Directions for this task: Pick out every line of the data below that contains the word "bare", and copy each one in full. Case counts.
-- Start of Dataset excerpts --
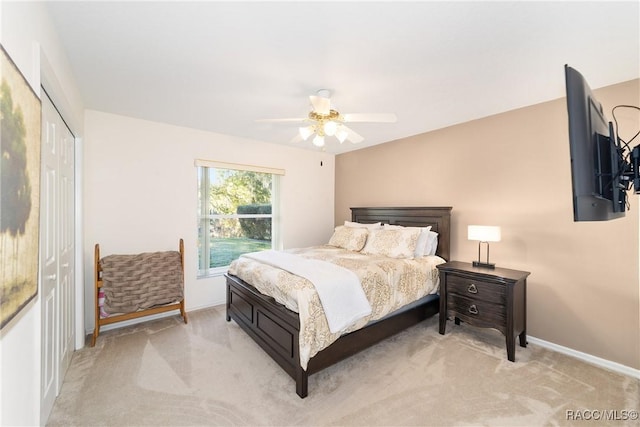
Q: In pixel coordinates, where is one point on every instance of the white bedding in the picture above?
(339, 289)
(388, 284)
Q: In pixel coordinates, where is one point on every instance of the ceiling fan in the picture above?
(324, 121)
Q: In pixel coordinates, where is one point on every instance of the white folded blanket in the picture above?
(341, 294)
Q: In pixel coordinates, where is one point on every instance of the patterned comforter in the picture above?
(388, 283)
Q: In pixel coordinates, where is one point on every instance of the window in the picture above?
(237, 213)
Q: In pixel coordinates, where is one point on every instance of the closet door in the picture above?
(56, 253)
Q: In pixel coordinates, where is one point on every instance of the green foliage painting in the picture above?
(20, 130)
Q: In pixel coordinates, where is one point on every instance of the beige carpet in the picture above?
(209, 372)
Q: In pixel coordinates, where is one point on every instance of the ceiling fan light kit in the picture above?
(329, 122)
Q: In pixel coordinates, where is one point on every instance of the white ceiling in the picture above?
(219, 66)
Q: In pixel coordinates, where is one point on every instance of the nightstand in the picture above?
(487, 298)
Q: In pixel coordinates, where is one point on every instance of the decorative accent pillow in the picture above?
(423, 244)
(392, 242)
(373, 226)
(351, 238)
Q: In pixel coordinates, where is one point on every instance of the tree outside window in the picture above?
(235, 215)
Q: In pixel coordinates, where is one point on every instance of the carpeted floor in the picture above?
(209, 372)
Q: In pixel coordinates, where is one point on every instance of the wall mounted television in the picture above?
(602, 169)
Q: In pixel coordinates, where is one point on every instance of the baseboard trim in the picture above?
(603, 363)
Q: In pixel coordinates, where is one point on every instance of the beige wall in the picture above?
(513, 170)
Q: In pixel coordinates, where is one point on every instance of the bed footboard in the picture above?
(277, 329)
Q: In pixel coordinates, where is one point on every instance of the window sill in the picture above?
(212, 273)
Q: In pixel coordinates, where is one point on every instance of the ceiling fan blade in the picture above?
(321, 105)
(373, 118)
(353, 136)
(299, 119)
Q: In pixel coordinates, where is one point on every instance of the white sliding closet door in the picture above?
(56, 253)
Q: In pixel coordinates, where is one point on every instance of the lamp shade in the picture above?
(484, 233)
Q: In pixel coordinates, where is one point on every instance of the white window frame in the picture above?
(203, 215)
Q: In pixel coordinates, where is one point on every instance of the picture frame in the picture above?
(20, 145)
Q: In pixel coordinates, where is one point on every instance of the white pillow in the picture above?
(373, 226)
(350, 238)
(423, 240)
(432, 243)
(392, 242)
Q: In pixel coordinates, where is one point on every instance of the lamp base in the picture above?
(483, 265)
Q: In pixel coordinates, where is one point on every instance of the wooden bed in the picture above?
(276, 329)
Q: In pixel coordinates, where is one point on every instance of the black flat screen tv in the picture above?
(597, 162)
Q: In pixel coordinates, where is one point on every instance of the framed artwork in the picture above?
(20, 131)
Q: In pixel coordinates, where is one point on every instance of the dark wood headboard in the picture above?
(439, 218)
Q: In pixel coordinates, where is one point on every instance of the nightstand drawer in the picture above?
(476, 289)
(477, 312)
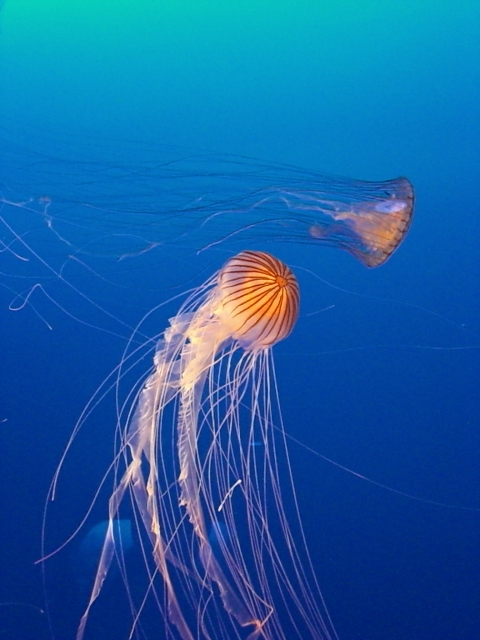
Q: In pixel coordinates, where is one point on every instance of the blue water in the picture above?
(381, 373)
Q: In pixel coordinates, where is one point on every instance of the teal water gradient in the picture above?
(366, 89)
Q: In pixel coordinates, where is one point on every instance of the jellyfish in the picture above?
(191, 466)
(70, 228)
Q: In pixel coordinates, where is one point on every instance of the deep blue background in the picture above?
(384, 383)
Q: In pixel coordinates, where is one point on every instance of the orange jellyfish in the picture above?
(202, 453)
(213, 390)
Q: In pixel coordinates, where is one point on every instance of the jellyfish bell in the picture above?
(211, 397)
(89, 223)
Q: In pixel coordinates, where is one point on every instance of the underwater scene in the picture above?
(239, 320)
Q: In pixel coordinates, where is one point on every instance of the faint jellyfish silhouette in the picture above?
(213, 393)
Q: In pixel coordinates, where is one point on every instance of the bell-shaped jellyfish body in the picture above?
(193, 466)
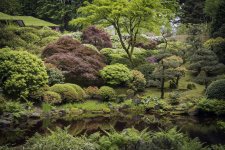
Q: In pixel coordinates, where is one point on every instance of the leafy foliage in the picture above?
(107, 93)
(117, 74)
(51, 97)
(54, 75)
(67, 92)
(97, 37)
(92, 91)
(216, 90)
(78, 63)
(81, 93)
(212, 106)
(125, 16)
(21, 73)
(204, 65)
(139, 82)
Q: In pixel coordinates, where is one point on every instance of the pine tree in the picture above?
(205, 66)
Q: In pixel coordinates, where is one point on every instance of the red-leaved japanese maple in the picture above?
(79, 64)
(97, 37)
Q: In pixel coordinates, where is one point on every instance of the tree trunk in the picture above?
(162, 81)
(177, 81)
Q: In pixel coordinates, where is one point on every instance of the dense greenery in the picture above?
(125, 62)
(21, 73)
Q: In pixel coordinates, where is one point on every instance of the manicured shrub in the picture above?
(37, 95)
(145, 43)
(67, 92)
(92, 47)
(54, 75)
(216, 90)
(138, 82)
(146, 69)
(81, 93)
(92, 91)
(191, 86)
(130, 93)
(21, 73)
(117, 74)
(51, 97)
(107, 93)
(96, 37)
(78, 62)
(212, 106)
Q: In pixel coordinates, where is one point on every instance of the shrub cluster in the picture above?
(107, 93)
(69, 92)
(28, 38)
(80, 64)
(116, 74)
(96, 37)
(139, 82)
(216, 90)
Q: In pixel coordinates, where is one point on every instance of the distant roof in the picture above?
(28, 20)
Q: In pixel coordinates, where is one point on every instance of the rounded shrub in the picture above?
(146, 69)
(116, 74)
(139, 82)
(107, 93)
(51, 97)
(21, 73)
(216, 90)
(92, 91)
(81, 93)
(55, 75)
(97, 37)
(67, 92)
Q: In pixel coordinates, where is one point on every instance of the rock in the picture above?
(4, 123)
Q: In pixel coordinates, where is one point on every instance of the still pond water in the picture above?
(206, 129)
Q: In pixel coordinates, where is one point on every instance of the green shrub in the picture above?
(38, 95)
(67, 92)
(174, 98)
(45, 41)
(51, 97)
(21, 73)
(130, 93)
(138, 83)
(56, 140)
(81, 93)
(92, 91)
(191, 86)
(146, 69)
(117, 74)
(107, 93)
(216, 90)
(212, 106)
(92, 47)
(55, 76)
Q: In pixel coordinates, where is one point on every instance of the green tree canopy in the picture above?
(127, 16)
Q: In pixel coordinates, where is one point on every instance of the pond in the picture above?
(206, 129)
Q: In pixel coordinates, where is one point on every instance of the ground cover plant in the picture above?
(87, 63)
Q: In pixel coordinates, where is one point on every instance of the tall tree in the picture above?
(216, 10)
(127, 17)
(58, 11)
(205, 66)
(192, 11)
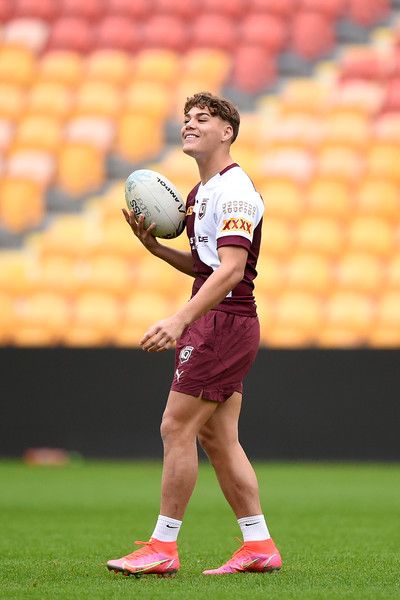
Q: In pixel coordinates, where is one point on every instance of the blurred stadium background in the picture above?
-- End of Dataset excerpts --
-- Start of Dataset excerpts --
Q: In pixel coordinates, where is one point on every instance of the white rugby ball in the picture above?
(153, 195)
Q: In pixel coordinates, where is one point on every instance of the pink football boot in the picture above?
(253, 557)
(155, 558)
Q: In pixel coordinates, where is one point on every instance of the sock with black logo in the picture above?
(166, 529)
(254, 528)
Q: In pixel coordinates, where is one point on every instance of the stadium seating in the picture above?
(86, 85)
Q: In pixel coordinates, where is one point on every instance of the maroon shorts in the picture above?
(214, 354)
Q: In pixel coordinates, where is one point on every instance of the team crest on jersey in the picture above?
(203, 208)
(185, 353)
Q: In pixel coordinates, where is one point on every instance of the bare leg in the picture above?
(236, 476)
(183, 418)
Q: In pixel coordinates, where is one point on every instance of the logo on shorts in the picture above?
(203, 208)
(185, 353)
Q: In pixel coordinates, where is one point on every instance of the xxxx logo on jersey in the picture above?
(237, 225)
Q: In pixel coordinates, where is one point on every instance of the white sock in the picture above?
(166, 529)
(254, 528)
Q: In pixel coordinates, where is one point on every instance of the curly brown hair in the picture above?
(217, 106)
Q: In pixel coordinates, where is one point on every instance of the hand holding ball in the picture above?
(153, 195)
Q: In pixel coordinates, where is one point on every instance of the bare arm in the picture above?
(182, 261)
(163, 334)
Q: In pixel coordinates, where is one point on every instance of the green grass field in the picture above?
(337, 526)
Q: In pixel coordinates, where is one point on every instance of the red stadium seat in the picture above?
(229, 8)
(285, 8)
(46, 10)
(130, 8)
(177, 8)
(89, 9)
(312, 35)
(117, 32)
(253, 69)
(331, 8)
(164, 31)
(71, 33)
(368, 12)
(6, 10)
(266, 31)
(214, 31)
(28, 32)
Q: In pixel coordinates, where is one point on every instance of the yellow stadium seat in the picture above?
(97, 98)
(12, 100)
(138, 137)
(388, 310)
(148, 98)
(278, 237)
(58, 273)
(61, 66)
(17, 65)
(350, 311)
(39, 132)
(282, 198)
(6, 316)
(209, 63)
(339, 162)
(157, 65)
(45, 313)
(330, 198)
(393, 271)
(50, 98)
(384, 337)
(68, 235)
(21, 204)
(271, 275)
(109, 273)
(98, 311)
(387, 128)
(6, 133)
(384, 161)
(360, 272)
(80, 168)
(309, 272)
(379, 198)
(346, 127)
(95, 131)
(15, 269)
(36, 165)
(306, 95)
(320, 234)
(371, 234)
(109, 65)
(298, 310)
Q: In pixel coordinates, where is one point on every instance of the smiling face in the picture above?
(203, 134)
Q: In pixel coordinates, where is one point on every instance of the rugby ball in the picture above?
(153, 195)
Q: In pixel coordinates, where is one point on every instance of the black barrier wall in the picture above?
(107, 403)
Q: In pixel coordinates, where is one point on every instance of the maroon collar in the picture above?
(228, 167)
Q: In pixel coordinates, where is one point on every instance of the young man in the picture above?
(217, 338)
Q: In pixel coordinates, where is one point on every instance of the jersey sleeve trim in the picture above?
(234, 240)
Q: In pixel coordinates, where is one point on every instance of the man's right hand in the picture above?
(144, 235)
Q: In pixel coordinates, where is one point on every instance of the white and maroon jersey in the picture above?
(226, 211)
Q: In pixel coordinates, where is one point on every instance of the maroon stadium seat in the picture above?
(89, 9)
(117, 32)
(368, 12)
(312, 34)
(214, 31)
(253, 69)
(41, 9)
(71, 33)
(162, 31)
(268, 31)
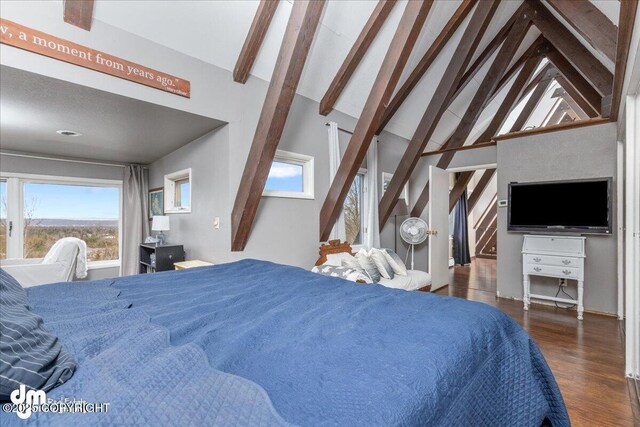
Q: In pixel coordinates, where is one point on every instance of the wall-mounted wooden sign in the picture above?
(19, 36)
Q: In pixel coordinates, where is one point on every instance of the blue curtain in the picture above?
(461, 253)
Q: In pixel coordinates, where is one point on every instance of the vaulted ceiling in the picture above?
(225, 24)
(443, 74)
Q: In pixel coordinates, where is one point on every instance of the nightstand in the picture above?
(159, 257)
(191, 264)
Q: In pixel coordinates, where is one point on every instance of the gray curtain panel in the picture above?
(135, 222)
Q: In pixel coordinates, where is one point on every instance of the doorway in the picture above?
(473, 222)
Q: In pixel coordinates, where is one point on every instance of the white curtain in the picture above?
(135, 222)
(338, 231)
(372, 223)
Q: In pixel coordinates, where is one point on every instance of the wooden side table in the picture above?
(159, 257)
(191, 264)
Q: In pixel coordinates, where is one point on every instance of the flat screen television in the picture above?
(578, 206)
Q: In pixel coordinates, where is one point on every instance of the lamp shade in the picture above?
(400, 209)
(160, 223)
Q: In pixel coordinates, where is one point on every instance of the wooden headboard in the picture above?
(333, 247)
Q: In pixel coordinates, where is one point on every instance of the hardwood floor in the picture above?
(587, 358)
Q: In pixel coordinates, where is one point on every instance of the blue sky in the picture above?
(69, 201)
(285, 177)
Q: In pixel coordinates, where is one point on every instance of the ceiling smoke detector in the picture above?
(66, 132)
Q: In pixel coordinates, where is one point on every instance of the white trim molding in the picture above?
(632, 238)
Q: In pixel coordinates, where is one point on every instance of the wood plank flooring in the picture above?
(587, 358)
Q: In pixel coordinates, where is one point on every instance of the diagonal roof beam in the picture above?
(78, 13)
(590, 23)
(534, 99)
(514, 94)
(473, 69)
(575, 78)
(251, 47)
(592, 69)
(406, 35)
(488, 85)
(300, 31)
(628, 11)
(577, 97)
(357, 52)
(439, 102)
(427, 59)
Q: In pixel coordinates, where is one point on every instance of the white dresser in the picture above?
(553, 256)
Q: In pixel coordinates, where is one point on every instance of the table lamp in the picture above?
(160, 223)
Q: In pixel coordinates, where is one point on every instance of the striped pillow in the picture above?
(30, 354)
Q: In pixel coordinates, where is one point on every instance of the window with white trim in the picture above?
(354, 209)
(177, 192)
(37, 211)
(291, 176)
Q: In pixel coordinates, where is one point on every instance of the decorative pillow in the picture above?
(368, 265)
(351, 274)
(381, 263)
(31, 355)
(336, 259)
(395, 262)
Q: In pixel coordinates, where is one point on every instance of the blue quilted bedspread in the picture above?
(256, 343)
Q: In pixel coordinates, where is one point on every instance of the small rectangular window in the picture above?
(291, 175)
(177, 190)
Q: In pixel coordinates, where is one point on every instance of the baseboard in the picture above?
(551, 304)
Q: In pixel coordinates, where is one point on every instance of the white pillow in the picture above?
-- End of Dataset excerpts --
Completed task:
Q: In pixel coordinates, where is one point on every instance of the bare leg in the picture above?
Q: In pixel coordinates, where is one point on every instance of the bare arm in the picture above?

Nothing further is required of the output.